Las justas proporciones

Tatiana Acevedo Guerrero
18 de noviembre de 2018 - 05:00 a. m.

El presidente antioqueño Marco Fidel Suárez dio la bienvenida a 1921, su tercer año de mandato, con una alocución radial en la que enfatizó la importancia de ver la política como una “práctica civilizada” y les pidió a los colombianos esforzarse para “producir riquezas y contrarrestar la crisis económica”, “buscar paz y concordia civil” y “tener temor de Dios y culto a su omnipresencia”. En ese mismo mes, el también conservador Laureano Gómez acusó formalmente al presidente ante la Cámara de Representantes por acumular deudas con diferentes bancos y recibir dineros de la United Fruit Company, además de un préstamo “del señor Boomer, a cambio de ciertos favores en la contratación estatal”. Dos días después, en una sesión común y corriente de la Cámara de Representantes, irrumpieron en el recinto Suárez y sus ministros. El presidente trató de defenderse, pero no pudo responder a todas las preguntas. Después de su alocución un representante pidió la palabra: “Levántese la sesión en señal de duelo, pues el presidente acaba de confirmar los cargos”.

Poco después Marco Fidel Suárez presentó su renuncia. Las indiscreciones y relaciones asociadas a su nombre, sus dramas económicos y los detalles de las transacciones corruptas con ciudadanos norteamericanos dominaron los debates en el Congreso, la prensa y la radio. Laureano Gómez se alzó como líder de esta cruzada. Otros temas urgentes que determinaron el rumbo de la década del 20, como los maltratos salariales contra los trabajadores agrarios o la hegemonía estadounidense en la determinación de la política petrolera, pasaron a un segundo plano. Este fue tal vez el primer escándalo nacional de corrupción. Desde entonces, cada tanto se zambulló el país en un frenesí anticorrupción capitalizado por alguno o alguna, que descubre y publica los nexos entre mandatarios, contratistas, actores armados, etcétera. En el pasado lejano estos episodios se discutían, tenían efectos sobre los implicados y (lenta o rápidamente) se olvidaban. En el presente, cundido de más y mayores episodios, estos se amplifican y se han convertido en uno de los pilares del día a día nacional.

Tareas del ejercicio:
1. Responde según la columna sobre el escándalo de Marco Fidel Suárez:
(a) ¿Con qué alocución dio Suárez la bienvenida a 1921 y qué año de mandato era ese?
(b) ¿Ante quién acusó formalmente Laureano Gómez al presidente?
(c) ¿Qué temas urgentes de la década del 20 pasaron a un segundo plano?
2. Sigue con la columna sobre el escándalo de Marco Fidel Suárez a partir de la última oración del texto de partida.

Datos:

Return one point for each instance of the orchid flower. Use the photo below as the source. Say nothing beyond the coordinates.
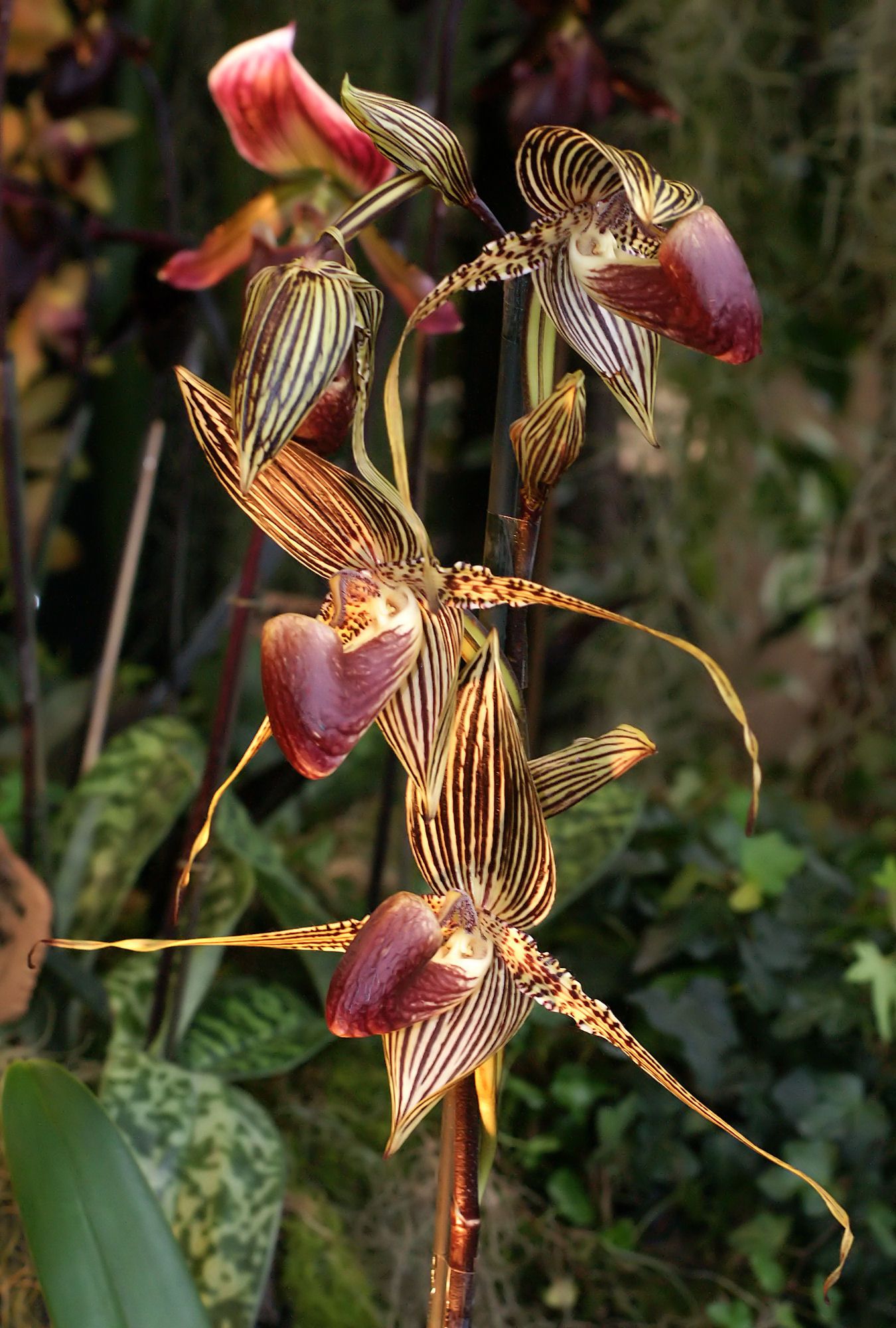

Respuestas:
1.
(a) Con una alocución radial; era su tercer año de mandato.
(b) Ante la Cámara de Representantes.
(c) Los maltratos salariales contra los trabajadores agrarios y la hegemonía estadounidense en la determinación de la política petrolera.

2.
A pesar de no estar siempre de acuerdo en todo, la clase media urbana parece estar posicionada contra un enemigo principal: la corrupción. Existe un tipo de fetichismo con la corrupción que se identifica como la raíz de todas las dolencias colombianas, en lugar de la concentración de la tierra, la desigualdad campante, la violencia del Estado contra estudiantes, grupos étnicos y campesinos, y la falta de creatividad en la construcción de políticas públicas. Además, tiende a ser abordada en abstracto, como si estuviera divorciada de las condiciones estructurales que la permiten. Pero la corrupción es un síntoma y no la fuente de los problemas.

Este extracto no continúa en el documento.